### Written request:
Please locate every line in the data below that contains the string "mulch" and copy each one out. Case counts when matching.

### Provided entries:
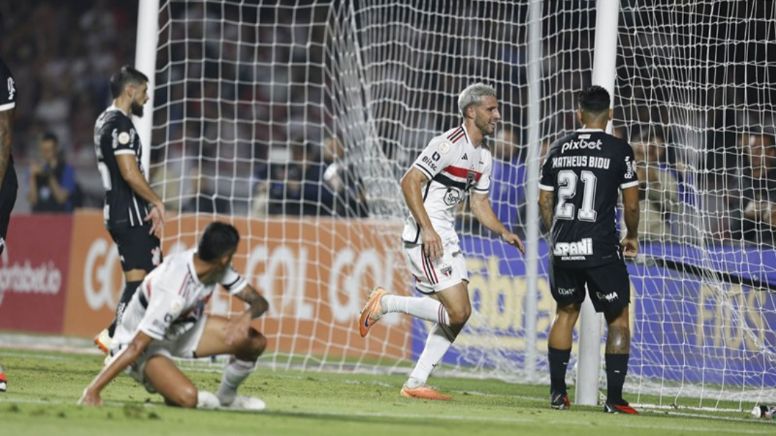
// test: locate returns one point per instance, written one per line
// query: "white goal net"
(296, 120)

==

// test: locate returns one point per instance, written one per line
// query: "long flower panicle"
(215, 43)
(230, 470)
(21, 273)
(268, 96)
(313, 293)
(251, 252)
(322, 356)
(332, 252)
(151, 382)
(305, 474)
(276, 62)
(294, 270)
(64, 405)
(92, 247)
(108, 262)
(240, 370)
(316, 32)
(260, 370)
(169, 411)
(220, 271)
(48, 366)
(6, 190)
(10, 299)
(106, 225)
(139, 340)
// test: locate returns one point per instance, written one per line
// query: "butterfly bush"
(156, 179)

...

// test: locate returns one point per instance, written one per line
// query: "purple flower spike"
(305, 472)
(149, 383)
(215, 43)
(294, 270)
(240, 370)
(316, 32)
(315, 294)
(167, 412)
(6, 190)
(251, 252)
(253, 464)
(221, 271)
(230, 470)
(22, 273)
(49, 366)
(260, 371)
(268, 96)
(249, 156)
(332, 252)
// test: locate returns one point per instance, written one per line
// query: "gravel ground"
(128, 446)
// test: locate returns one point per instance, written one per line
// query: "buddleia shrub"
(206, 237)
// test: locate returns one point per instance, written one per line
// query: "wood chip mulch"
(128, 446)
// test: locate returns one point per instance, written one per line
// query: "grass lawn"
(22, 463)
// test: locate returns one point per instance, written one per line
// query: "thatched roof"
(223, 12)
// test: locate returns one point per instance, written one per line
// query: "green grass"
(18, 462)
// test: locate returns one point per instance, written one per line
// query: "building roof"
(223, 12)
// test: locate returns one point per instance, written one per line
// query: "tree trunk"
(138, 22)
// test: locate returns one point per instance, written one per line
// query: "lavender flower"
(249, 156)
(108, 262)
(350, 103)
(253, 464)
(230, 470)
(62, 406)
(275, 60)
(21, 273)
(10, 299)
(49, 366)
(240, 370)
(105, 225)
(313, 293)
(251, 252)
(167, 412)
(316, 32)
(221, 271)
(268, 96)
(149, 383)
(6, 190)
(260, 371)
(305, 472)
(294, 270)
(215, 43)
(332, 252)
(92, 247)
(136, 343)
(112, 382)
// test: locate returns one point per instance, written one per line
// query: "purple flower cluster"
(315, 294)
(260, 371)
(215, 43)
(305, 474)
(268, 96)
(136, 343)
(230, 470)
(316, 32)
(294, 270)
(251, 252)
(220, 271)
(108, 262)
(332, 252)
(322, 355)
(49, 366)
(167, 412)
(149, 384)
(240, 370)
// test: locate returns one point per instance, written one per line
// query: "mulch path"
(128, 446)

### Correct result:
// query: "wood chip mulch"
// query: "mulch path"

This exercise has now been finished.